## ABOUT THIS TASK
Word for word, copy the records that follow.

## ENTRIES PROVIDED
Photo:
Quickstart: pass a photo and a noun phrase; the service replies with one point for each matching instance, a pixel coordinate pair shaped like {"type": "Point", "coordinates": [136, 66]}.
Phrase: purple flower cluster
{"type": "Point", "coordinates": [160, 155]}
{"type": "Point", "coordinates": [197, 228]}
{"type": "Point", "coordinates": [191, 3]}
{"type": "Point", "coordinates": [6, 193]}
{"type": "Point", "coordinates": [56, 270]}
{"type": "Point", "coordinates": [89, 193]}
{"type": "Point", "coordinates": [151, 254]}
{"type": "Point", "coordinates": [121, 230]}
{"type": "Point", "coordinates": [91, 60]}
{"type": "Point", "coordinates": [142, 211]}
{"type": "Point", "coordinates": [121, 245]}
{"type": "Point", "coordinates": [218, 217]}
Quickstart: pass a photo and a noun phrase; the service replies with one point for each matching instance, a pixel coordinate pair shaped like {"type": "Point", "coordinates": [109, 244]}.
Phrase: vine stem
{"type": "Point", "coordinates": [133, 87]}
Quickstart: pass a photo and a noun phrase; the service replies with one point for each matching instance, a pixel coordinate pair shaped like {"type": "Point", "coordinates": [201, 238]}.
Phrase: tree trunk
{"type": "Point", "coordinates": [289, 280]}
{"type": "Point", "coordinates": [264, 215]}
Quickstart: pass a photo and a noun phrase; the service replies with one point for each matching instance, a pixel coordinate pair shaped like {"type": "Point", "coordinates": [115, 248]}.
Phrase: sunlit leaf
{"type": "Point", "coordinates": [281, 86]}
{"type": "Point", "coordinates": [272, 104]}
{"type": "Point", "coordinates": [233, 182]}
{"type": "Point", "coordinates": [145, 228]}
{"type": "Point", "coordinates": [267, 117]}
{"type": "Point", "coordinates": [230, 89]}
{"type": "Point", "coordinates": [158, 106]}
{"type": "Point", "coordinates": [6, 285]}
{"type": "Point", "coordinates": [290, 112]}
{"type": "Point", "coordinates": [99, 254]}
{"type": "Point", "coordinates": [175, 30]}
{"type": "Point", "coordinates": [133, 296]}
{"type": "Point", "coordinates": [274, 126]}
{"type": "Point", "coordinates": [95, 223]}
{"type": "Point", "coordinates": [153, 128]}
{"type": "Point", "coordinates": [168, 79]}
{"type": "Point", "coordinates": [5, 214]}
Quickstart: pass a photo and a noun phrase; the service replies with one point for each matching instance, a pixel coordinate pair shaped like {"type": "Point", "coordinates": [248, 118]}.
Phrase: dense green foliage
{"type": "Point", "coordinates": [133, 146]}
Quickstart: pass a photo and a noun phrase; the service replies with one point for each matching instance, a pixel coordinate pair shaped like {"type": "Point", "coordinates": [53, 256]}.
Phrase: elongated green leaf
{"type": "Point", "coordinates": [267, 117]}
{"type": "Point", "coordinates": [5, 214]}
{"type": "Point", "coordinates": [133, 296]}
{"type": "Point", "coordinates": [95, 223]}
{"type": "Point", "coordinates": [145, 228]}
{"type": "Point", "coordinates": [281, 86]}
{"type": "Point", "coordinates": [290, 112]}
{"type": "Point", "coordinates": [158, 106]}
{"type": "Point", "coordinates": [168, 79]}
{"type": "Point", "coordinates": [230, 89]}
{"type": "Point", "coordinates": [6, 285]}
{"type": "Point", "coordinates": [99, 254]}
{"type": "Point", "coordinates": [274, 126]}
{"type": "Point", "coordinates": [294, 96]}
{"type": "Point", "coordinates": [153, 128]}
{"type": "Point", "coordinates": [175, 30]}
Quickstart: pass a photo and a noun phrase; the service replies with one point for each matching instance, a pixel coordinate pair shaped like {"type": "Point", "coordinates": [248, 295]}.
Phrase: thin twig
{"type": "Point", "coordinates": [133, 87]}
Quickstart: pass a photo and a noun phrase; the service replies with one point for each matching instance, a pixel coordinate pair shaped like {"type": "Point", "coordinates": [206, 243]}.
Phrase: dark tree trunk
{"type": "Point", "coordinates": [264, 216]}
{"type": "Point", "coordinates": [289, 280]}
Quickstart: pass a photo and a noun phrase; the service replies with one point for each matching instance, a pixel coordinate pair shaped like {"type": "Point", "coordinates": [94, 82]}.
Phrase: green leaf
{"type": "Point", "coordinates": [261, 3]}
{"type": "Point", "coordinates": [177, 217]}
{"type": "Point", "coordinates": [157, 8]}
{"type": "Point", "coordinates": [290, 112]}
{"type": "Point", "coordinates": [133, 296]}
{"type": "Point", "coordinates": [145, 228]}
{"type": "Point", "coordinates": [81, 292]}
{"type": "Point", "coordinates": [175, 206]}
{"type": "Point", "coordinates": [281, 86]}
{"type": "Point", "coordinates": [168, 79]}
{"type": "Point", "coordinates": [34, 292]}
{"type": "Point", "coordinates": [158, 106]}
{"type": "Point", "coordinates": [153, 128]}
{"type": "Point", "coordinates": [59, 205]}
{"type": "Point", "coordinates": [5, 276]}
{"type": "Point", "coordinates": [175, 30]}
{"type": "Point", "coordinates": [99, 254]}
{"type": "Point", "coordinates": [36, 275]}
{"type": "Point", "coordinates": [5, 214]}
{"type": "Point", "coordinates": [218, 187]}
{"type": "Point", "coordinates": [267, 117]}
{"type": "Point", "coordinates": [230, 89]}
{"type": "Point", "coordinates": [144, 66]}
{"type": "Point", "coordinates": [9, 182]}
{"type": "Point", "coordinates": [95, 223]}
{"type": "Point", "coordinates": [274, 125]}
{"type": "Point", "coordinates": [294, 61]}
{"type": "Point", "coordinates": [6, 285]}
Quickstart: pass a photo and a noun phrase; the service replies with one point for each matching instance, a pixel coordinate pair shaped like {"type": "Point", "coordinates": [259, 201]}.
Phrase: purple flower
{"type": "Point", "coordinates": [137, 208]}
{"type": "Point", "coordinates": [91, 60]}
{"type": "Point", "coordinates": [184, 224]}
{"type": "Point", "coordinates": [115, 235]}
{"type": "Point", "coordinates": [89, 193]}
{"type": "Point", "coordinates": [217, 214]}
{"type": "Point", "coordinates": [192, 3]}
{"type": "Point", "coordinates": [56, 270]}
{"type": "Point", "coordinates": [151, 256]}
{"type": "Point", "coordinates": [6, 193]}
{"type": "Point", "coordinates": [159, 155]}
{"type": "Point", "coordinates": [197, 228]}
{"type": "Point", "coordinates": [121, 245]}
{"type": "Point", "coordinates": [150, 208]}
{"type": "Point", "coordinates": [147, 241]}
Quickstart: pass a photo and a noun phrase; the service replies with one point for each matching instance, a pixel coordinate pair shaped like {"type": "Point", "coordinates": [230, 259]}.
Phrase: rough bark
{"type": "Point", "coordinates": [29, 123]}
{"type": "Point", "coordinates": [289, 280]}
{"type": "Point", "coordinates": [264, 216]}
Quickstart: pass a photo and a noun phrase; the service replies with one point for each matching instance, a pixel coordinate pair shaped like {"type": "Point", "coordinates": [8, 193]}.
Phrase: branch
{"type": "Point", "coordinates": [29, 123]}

## RESPONSE BOX
Photo:
Quickstart: pass a photo and a noun phrase; the service replies with one point for each matching instance, a pixel coordinate pair shaped like {"type": "Point", "coordinates": [136, 66]}.
Phrase: purple flower cluster
{"type": "Point", "coordinates": [160, 155]}
{"type": "Point", "coordinates": [197, 228]}
{"type": "Point", "coordinates": [191, 3]}
{"type": "Point", "coordinates": [6, 193]}
{"type": "Point", "coordinates": [56, 270]}
{"type": "Point", "coordinates": [89, 193]}
{"type": "Point", "coordinates": [151, 254]}
{"type": "Point", "coordinates": [121, 230]}
{"type": "Point", "coordinates": [91, 60]}
{"type": "Point", "coordinates": [142, 211]}
{"type": "Point", "coordinates": [121, 245]}
{"type": "Point", "coordinates": [218, 217]}
Quickstart: pass a photo and a noun phrase; the service replies with one point for each matching instance, a pixel coordinate pair shaped like {"type": "Point", "coordinates": [109, 244]}.
Phrase: vine stem
{"type": "Point", "coordinates": [133, 87]}
Quickstart: pass a photo and a noun phrase; the service replies with one point for each matching instance, a pixel coordinate pair shaped like {"type": "Point", "coordinates": [201, 238]}.
Phrase: tree trunk
{"type": "Point", "coordinates": [289, 280]}
{"type": "Point", "coordinates": [264, 215]}
Quickstart: pass a photo and a noun phrase; the service replies with one point for each matching instance, a pixel coordinate pair shaped like {"type": "Point", "coordinates": [115, 248]}.
Phrase: sunlit leaf
{"type": "Point", "coordinates": [281, 86]}
{"type": "Point", "coordinates": [272, 104]}
{"type": "Point", "coordinates": [233, 182]}
{"type": "Point", "coordinates": [145, 228]}
{"type": "Point", "coordinates": [267, 117]}
{"type": "Point", "coordinates": [230, 89]}
{"type": "Point", "coordinates": [158, 106]}
{"type": "Point", "coordinates": [6, 285]}
{"type": "Point", "coordinates": [290, 112]}
{"type": "Point", "coordinates": [99, 254]}
{"type": "Point", "coordinates": [175, 30]}
{"type": "Point", "coordinates": [133, 296]}
{"type": "Point", "coordinates": [274, 126]}
{"type": "Point", "coordinates": [95, 223]}
{"type": "Point", "coordinates": [153, 128]}
{"type": "Point", "coordinates": [168, 79]}
{"type": "Point", "coordinates": [5, 214]}
Quickstart: pass a photo and a noun phrase; the service replies with one point for each matching instance, a pixel coordinate pair shaped like {"type": "Point", "coordinates": [248, 118]}.
Phrase: dense green foliage
{"type": "Point", "coordinates": [133, 146]}
Quickstart: pass a photo and a noun phrase; the service replies with one point for each matching instance, a pixel coordinate pair shaped like {"type": "Point", "coordinates": [53, 256]}.
Phrase: elongated green leaf
{"type": "Point", "coordinates": [267, 117]}
{"type": "Point", "coordinates": [5, 214]}
{"type": "Point", "coordinates": [133, 296]}
{"type": "Point", "coordinates": [95, 223]}
{"type": "Point", "coordinates": [145, 228]}
{"type": "Point", "coordinates": [281, 86]}
{"type": "Point", "coordinates": [290, 112]}
{"type": "Point", "coordinates": [158, 106]}
{"type": "Point", "coordinates": [168, 79]}
{"type": "Point", "coordinates": [230, 89]}
{"type": "Point", "coordinates": [6, 285]}
{"type": "Point", "coordinates": [99, 254]}
{"type": "Point", "coordinates": [274, 126]}
{"type": "Point", "coordinates": [294, 96]}
{"type": "Point", "coordinates": [153, 128]}
{"type": "Point", "coordinates": [175, 30]}
Quickstart: pass a photo and a noun phrase; the service replies with one point for each matching instance, a pixel coordinate pair shaped like {"type": "Point", "coordinates": [248, 295]}.
Phrase: thin twig
{"type": "Point", "coordinates": [133, 87]}
Quickstart: pass a photo and a noun phrase; the service replies with one point for each matching instance, a pixel coordinate pair shaped like {"type": "Point", "coordinates": [206, 243]}.
Phrase: dark tree trunk
{"type": "Point", "coordinates": [264, 216]}
{"type": "Point", "coordinates": [289, 280]}
Quickstart: pass a photo and a noun phrase; the service replies with one point for each matching instance, a pixel coordinate pair shaped like {"type": "Point", "coordinates": [94, 82]}.
Phrase: green leaf
{"type": "Point", "coordinates": [261, 3]}
{"type": "Point", "coordinates": [177, 217]}
{"type": "Point", "coordinates": [157, 8]}
{"type": "Point", "coordinates": [290, 112]}
{"type": "Point", "coordinates": [133, 296]}
{"type": "Point", "coordinates": [145, 228]}
{"type": "Point", "coordinates": [81, 292]}
{"type": "Point", "coordinates": [175, 206]}
{"type": "Point", "coordinates": [281, 86]}
{"type": "Point", "coordinates": [168, 79]}
{"type": "Point", "coordinates": [34, 292]}
{"type": "Point", "coordinates": [158, 106]}
{"type": "Point", "coordinates": [153, 128]}
{"type": "Point", "coordinates": [59, 205]}
{"type": "Point", "coordinates": [5, 276]}
{"type": "Point", "coordinates": [175, 30]}
{"type": "Point", "coordinates": [99, 254]}
{"type": "Point", "coordinates": [36, 275]}
{"type": "Point", "coordinates": [5, 214]}
{"type": "Point", "coordinates": [218, 187]}
{"type": "Point", "coordinates": [267, 117]}
{"type": "Point", "coordinates": [230, 89]}
{"type": "Point", "coordinates": [144, 66]}
{"type": "Point", "coordinates": [9, 182]}
{"type": "Point", "coordinates": [95, 223]}
{"type": "Point", "coordinates": [274, 125]}
{"type": "Point", "coordinates": [294, 61]}
{"type": "Point", "coordinates": [6, 285]}
Quickstart: pass a photo and a noun phrase; the service replies with one point for each matching instance, a pixel coordinate pair shaped like {"type": "Point", "coordinates": [259, 201]}.
Phrase: purple flower
{"type": "Point", "coordinates": [137, 208]}
{"type": "Point", "coordinates": [91, 60]}
{"type": "Point", "coordinates": [184, 224]}
{"type": "Point", "coordinates": [115, 235]}
{"type": "Point", "coordinates": [89, 193]}
{"type": "Point", "coordinates": [217, 214]}
{"type": "Point", "coordinates": [192, 3]}
{"type": "Point", "coordinates": [56, 270]}
{"type": "Point", "coordinates": [151, 256]}
{"type": "Point", "coordinates": [6, 193]}
{"type": "Point", "coordinates": [159, 155]}
{"type": "Point", "coordinates": [197, 228]}
{"type": "Point", "coordinates": [121, 245]}
{"type": "Point", "coordinates": [150, 208]}
{"type": "Point", "coordinates": [147, 241]}
Quickstart: pass a photo and a noun phrase; the service replies with one point for each matching instance, a pixel coordinate pair shaped like {"type": "Point", "coordinates": [230, 259]}.
Phrase: rough bark
{"type": "Point", "coordinates": [29, 123]}
{"type": "Point", "coordinates": [289, 280]}
{"type": "Point", "coordinates": [264, 216]}
Quickstart: pass a photo and a noun phrase; the service replies with one point for each matching instance, a pixel coordinate pair shaped like {"type": "Point", "coordinates": [8, 193]}.
Phrase: branch
{"type": "Point", "coordinates": [29, 123]}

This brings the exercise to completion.